• [What needs to be done]: Rewrite the records from the first line through the line with "[206,365,325,397]", putting "Locate" wherever "Detect" appears and leaving all else unchanged.

[Collected data]
>>>>>

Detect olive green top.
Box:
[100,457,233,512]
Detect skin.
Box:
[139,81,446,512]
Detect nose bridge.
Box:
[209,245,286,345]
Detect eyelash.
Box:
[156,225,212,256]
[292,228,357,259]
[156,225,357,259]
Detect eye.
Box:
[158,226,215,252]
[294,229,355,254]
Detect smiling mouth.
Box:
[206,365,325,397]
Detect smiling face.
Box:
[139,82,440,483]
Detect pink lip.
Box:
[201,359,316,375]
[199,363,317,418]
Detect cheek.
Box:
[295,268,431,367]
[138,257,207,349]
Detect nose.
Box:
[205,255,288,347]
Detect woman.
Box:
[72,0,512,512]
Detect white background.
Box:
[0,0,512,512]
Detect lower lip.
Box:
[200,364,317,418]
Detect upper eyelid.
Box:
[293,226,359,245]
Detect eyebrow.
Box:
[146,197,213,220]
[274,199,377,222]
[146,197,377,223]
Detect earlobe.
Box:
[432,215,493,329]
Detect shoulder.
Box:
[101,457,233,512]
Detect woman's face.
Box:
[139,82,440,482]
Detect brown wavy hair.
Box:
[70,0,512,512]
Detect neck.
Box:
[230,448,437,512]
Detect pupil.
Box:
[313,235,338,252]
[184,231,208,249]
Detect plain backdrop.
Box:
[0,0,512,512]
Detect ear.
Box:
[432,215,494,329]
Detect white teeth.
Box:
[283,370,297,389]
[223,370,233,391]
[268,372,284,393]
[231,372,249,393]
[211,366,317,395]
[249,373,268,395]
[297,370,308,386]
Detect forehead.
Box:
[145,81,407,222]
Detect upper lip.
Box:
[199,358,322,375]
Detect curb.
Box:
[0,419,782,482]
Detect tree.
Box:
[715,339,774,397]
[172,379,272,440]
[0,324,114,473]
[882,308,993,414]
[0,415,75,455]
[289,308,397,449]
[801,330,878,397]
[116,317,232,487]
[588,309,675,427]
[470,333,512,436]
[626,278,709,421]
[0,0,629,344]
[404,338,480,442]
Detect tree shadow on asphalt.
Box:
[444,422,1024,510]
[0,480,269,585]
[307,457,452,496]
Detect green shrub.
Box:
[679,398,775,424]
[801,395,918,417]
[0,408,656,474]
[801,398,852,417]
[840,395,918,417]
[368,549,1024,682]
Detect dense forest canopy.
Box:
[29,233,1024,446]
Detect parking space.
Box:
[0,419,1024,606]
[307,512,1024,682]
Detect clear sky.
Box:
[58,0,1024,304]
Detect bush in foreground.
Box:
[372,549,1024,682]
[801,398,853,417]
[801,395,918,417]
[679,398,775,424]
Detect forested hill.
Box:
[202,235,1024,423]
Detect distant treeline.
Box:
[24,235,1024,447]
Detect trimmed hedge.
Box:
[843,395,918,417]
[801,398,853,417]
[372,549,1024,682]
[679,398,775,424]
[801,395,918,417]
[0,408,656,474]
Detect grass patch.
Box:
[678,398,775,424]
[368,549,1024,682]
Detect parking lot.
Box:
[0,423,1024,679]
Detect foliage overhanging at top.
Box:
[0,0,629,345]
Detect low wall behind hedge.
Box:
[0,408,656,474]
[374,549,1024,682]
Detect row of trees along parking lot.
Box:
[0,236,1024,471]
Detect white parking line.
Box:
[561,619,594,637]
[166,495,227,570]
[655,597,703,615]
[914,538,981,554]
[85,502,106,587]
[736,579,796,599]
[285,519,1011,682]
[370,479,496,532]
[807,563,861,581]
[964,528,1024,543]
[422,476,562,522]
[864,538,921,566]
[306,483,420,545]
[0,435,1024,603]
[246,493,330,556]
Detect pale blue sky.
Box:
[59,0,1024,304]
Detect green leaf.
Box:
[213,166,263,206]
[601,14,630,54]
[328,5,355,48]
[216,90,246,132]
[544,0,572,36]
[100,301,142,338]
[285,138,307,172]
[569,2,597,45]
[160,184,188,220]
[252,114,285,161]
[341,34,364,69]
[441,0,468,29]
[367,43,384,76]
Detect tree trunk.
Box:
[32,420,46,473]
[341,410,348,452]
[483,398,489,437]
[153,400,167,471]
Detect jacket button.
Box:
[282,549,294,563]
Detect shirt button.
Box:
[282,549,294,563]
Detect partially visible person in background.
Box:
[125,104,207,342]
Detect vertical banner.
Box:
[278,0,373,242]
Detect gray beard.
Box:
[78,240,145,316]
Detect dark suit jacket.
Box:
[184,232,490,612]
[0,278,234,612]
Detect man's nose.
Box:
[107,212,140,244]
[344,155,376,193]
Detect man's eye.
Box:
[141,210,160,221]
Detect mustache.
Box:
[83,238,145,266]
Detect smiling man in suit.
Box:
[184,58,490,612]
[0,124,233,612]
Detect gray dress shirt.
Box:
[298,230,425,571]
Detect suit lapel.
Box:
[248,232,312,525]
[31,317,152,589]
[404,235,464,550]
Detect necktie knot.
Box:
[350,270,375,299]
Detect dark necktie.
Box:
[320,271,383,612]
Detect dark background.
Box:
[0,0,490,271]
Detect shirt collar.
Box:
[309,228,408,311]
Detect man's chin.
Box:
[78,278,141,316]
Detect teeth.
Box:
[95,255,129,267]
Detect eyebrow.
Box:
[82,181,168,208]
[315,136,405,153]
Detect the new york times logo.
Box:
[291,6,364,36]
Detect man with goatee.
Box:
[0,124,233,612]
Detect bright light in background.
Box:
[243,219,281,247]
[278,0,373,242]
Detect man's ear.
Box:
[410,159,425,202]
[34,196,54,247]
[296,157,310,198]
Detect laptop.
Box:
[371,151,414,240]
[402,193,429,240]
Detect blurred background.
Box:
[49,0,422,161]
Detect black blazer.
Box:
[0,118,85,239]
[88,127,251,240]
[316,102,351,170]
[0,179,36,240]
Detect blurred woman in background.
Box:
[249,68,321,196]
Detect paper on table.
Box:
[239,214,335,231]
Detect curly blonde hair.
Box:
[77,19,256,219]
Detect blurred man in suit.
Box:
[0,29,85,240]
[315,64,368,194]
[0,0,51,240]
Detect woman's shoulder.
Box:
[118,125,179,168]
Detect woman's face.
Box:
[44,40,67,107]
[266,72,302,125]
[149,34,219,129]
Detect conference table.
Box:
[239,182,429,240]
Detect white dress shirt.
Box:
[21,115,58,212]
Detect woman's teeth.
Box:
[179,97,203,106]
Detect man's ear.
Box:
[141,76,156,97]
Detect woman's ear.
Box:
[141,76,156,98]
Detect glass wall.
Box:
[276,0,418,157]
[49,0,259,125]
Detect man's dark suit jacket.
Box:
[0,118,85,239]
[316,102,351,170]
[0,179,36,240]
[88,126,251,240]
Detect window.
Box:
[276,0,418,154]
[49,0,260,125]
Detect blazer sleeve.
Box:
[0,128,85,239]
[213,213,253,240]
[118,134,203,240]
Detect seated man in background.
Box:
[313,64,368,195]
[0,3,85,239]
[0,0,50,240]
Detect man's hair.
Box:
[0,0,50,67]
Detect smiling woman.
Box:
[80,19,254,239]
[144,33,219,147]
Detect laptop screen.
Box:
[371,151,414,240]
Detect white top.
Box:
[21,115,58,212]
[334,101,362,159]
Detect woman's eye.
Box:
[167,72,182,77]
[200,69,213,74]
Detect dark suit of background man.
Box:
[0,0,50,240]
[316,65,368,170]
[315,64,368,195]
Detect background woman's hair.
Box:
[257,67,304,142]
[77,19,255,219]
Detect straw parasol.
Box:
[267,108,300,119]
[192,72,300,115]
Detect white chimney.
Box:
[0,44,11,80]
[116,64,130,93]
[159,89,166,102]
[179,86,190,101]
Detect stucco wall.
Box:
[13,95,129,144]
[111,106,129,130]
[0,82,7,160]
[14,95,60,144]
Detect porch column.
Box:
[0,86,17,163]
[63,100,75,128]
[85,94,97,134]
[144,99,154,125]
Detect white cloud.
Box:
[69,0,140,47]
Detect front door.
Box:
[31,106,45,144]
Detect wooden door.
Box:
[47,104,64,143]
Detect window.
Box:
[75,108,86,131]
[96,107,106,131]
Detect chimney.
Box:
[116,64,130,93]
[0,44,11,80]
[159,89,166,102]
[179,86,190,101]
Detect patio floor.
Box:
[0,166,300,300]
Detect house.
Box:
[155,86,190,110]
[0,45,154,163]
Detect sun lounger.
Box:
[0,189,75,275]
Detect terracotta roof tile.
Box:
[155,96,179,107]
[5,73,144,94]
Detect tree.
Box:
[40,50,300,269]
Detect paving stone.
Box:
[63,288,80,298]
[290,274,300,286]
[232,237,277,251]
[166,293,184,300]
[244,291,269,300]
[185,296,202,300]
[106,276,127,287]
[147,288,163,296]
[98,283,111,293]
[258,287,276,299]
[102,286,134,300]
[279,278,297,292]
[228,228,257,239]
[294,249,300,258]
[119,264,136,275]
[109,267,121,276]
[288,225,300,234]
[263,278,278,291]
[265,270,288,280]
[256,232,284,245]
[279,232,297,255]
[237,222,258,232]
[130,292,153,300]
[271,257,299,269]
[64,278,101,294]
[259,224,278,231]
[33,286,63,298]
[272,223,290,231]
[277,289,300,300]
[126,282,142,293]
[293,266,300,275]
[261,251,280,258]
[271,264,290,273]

<<<<<

• [Exercise solution]:
Locate olive green top.
Box:
[100,457,233,512]
Locate skin.
Box:
[139,81,446,512]
Locate nose bridge.
Box:
[209,245,286,345]
Locate eyelash.
Box:
[156,225,212,256]
[292,228,357,259]
[156,225,357,259]
Locate eye.
Box:
[158,226,215,252]
[294,229,355,254]
Locate smiling mouth.
Box:
[206,365,325,397]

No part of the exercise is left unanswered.